**Input material**
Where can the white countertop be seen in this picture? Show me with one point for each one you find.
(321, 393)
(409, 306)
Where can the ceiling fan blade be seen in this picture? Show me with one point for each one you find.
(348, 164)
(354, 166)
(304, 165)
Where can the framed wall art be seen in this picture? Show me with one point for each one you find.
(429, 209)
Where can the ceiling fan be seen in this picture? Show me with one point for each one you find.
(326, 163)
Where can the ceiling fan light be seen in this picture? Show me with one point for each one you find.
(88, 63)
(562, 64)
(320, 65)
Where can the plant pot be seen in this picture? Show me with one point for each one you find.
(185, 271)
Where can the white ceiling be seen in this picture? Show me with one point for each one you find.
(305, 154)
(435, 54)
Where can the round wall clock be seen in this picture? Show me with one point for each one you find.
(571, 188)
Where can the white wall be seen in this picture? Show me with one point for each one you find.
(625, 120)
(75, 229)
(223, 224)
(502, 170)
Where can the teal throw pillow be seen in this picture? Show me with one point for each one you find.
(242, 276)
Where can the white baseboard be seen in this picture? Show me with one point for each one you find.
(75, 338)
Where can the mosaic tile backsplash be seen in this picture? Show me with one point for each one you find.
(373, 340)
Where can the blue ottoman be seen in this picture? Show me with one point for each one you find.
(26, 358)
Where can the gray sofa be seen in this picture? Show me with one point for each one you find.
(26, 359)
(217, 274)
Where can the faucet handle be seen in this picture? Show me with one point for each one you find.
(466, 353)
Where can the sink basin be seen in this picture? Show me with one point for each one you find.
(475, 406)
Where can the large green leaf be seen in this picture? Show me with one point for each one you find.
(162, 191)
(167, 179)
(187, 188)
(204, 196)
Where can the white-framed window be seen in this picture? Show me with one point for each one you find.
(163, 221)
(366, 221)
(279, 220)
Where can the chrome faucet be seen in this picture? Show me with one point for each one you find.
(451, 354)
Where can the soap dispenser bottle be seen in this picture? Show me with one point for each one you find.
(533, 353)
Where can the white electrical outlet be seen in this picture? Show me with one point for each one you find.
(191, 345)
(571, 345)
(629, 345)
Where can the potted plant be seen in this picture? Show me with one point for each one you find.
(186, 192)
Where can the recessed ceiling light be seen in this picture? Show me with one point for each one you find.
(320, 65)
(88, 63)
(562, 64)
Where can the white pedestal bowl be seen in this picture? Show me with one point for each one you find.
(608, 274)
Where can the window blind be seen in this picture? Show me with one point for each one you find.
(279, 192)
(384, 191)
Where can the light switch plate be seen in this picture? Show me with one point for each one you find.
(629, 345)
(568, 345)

---

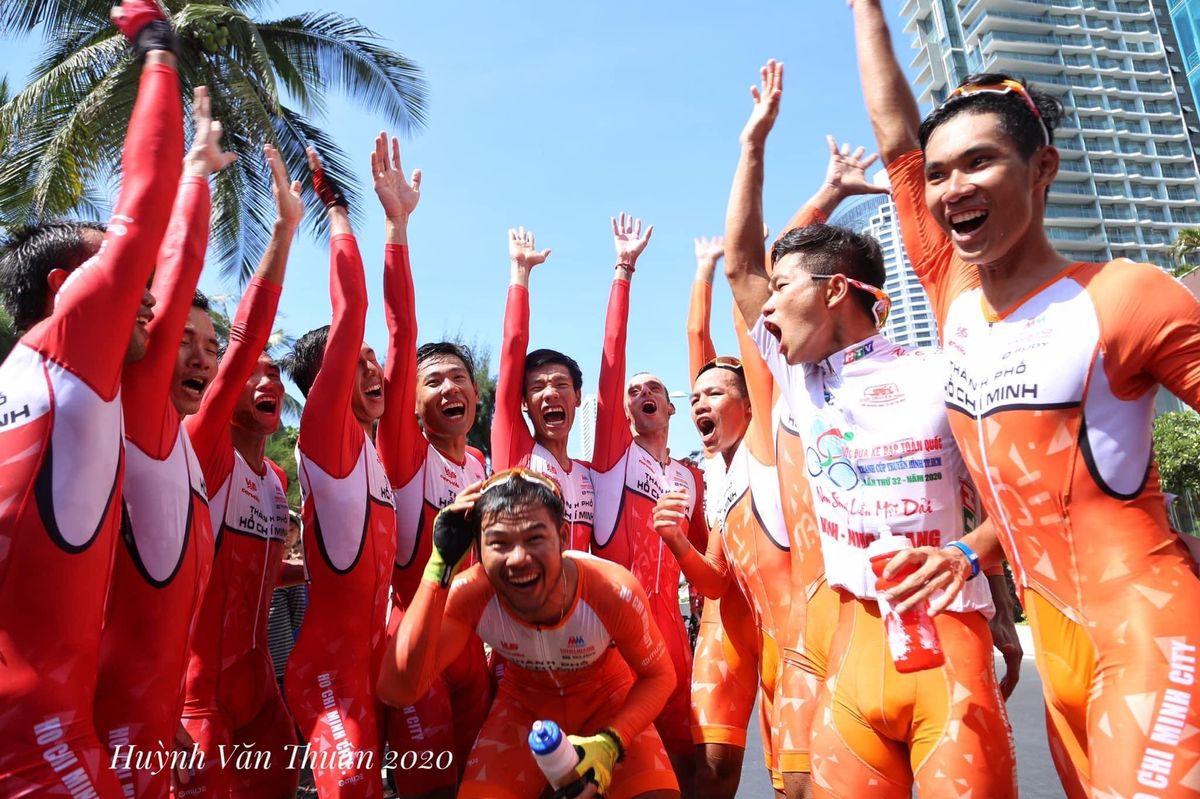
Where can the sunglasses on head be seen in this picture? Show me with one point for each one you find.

* * *

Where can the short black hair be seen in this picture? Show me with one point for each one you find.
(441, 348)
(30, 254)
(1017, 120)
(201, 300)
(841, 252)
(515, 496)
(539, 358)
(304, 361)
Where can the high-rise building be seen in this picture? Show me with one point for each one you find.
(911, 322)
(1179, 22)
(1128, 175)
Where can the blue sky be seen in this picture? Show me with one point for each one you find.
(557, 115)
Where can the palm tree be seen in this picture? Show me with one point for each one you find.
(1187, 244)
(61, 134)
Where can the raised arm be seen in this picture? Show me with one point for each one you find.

**Challenge**
Pull out every line in the records above that contains the word "faucet", copying each one in full.

**Solution**
Where can the faucet handle be seen in this picture? Show me with one point for each one you find.
Where can the chrome faucet be seen in this picture? Show me with one point for each one you find.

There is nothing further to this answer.